● What you are asked to do
Return every line of the following data that contains the string "stem". Case counts.
START
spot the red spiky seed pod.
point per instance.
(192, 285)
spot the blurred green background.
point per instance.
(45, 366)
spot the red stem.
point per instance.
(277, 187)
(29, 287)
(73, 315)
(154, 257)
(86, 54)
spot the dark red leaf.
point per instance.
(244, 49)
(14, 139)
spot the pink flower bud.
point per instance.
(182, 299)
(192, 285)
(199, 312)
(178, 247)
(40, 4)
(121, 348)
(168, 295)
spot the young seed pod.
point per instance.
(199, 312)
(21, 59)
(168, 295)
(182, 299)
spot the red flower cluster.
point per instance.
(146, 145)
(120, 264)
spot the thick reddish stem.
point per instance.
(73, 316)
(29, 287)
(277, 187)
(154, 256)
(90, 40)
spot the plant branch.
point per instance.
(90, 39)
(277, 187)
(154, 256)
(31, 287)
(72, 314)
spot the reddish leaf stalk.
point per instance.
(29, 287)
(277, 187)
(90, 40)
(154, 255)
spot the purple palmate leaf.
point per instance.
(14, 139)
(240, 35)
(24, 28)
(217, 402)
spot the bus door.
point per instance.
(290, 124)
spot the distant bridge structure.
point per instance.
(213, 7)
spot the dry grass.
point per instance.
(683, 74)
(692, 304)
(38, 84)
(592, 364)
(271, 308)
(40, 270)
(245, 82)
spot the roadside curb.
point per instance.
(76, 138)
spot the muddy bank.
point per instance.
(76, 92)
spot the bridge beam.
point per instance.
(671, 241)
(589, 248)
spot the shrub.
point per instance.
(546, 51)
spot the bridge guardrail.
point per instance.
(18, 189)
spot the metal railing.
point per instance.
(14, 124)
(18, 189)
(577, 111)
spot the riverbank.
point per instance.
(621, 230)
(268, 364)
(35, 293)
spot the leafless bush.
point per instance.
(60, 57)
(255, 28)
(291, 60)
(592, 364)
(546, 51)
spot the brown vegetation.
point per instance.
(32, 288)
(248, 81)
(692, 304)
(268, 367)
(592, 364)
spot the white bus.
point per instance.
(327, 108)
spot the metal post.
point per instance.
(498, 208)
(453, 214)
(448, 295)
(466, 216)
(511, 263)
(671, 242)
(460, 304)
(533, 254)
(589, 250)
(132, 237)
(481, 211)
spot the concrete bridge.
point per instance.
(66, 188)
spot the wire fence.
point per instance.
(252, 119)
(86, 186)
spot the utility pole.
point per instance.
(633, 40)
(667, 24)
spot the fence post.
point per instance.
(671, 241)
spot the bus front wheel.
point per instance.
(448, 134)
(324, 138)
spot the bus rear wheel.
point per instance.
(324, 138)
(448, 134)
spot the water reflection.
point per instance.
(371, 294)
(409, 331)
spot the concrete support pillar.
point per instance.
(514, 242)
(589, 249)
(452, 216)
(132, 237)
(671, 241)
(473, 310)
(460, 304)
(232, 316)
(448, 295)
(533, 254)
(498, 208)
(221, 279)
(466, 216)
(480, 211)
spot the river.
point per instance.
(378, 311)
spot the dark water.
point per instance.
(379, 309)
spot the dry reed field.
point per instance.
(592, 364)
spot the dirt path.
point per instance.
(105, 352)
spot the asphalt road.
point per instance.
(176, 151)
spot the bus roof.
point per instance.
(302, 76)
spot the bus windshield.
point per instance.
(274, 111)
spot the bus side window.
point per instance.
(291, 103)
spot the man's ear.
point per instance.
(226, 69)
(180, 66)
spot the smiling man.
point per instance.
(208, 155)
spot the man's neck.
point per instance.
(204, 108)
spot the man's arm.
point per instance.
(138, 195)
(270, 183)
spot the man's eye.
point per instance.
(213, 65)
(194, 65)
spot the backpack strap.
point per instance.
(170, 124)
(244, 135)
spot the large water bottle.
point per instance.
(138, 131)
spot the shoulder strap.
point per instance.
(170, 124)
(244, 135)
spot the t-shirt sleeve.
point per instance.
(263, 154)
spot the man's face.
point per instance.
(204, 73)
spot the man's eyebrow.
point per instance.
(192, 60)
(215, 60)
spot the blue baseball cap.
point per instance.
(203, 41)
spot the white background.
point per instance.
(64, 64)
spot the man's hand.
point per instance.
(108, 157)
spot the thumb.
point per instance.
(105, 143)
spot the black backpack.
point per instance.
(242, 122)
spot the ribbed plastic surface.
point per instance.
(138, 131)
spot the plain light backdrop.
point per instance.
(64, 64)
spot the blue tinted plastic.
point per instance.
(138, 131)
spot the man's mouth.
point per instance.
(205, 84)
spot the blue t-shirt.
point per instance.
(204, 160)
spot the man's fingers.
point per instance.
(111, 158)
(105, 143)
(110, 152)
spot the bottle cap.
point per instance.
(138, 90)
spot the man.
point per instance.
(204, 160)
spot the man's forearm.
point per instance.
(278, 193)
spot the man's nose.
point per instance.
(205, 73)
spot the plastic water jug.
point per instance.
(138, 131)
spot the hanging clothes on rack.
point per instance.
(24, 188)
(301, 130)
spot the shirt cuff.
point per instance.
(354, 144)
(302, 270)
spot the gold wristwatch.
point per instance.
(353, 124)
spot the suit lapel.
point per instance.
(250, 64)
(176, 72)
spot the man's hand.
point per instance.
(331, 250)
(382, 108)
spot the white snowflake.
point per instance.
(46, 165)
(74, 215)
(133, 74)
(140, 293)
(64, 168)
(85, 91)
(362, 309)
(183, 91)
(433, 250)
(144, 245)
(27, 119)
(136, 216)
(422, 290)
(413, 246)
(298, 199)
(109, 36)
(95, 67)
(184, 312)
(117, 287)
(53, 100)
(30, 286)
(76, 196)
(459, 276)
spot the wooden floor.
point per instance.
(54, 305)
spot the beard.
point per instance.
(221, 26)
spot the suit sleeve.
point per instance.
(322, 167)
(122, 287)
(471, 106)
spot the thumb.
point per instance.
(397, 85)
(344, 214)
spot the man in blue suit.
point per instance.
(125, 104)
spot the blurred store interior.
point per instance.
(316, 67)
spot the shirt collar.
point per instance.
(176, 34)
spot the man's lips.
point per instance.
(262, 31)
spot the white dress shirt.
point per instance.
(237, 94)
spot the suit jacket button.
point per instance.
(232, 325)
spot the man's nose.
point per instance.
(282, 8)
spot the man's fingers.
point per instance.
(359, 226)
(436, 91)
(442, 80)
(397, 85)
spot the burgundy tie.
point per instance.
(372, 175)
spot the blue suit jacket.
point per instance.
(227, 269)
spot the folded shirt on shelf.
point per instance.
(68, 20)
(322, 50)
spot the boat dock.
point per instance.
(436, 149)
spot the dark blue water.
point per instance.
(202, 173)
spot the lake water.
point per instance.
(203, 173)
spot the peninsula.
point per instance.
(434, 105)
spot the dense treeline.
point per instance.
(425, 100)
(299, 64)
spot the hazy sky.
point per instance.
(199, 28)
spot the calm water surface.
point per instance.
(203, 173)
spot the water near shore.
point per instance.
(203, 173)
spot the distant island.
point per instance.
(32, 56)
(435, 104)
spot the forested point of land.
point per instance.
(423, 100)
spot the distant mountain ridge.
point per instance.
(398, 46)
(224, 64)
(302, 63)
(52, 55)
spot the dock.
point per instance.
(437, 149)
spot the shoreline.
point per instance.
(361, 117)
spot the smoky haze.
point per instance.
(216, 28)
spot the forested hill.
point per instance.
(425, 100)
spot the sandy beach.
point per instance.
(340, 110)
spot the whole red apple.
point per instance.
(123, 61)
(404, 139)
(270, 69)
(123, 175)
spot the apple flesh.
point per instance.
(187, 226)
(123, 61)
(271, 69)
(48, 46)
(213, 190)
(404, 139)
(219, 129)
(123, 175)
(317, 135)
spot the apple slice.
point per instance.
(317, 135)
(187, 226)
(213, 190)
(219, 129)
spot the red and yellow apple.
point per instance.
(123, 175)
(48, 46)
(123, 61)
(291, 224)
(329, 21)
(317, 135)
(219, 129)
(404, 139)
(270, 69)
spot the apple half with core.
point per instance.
END
START
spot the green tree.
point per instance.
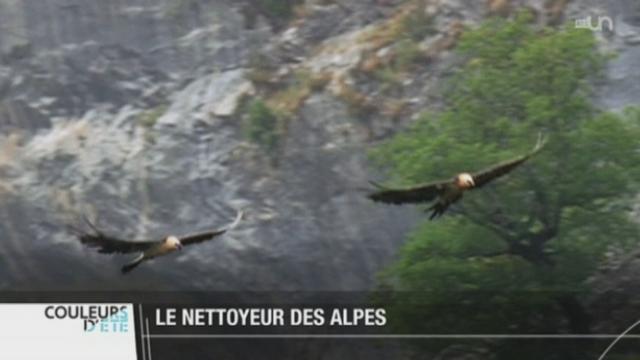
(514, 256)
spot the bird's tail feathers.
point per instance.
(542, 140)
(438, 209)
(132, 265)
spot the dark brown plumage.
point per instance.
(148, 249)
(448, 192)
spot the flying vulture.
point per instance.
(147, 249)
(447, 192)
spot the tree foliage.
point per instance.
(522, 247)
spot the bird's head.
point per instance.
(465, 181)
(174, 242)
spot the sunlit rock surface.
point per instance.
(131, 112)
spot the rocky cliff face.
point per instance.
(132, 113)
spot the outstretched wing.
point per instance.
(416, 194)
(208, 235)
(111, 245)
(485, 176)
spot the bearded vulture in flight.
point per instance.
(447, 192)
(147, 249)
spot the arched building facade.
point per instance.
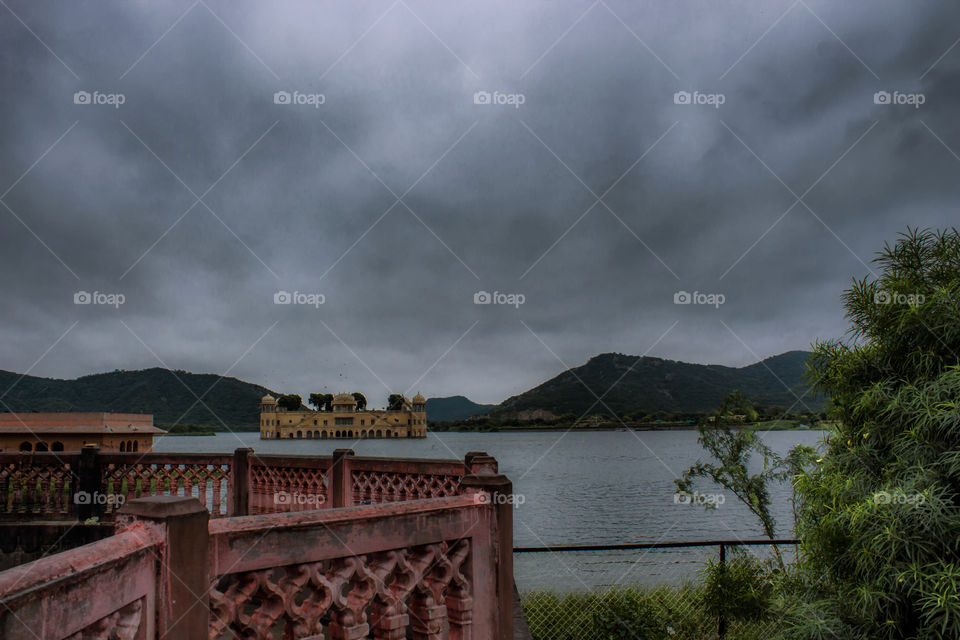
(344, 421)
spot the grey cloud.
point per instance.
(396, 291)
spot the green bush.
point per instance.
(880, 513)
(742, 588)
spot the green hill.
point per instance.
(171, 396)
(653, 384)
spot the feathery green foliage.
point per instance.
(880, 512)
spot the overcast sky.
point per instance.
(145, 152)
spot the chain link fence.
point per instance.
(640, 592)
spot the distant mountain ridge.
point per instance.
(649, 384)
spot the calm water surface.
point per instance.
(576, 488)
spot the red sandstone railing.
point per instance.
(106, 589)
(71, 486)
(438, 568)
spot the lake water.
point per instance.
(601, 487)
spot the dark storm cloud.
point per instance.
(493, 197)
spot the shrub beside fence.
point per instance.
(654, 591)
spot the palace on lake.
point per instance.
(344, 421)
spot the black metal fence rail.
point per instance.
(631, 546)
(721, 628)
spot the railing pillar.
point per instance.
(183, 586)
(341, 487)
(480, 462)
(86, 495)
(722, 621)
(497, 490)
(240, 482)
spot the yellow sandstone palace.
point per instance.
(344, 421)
END
START
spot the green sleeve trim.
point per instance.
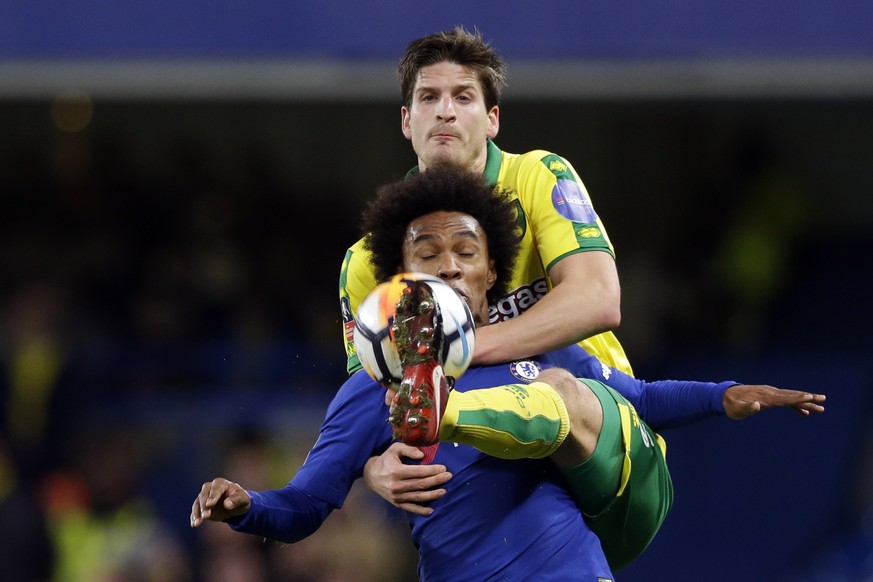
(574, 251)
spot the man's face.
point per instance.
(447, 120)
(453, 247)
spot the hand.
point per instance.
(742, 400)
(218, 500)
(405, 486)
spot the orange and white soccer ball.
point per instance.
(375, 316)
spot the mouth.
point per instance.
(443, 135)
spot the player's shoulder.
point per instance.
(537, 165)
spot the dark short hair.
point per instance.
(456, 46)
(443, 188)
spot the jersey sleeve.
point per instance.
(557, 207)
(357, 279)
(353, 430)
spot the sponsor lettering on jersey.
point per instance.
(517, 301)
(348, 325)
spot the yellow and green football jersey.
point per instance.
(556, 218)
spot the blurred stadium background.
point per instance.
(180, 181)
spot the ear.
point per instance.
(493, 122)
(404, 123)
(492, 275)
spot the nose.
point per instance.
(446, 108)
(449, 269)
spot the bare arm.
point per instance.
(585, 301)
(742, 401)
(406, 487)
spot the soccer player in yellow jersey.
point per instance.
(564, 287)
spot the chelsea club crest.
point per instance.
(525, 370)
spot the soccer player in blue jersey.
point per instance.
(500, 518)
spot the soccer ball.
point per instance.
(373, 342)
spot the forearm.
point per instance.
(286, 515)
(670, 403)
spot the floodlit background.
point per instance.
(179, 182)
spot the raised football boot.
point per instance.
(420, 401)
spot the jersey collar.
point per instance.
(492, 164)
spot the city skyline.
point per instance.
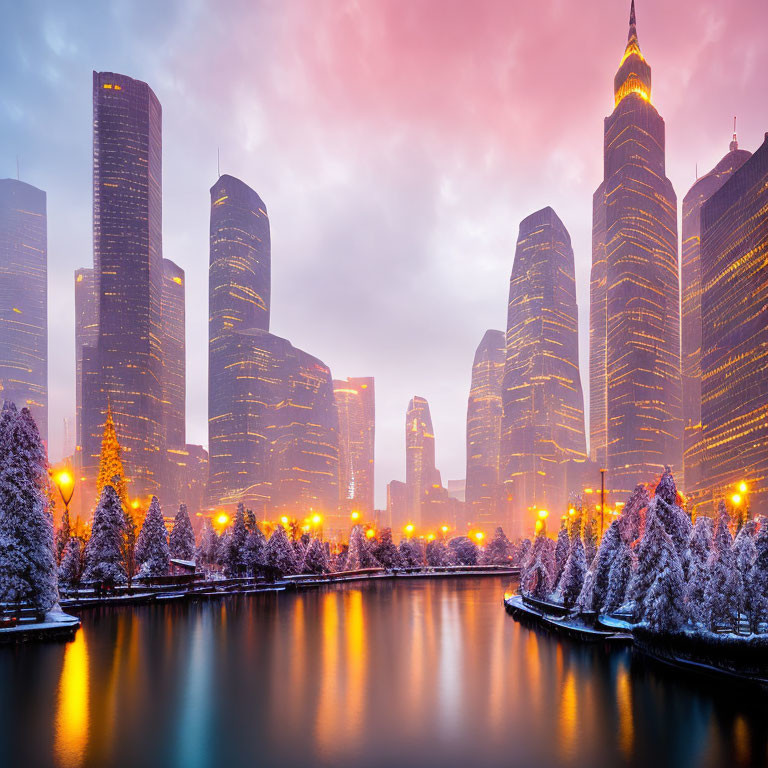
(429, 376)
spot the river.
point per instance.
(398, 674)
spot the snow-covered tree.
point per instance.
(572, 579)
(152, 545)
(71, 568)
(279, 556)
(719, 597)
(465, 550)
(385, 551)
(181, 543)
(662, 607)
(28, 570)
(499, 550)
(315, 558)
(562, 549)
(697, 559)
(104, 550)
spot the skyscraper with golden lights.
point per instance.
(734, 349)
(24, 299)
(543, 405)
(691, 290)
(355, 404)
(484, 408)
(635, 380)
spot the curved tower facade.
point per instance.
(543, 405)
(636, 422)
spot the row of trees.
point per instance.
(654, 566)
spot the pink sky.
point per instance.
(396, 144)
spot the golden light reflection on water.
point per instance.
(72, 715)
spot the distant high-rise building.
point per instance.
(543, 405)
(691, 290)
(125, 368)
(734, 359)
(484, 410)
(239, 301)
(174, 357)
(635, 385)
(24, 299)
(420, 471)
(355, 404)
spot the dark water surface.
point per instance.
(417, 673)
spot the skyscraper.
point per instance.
END
● Final result
spot the red stem.
spot the thick reddish stem.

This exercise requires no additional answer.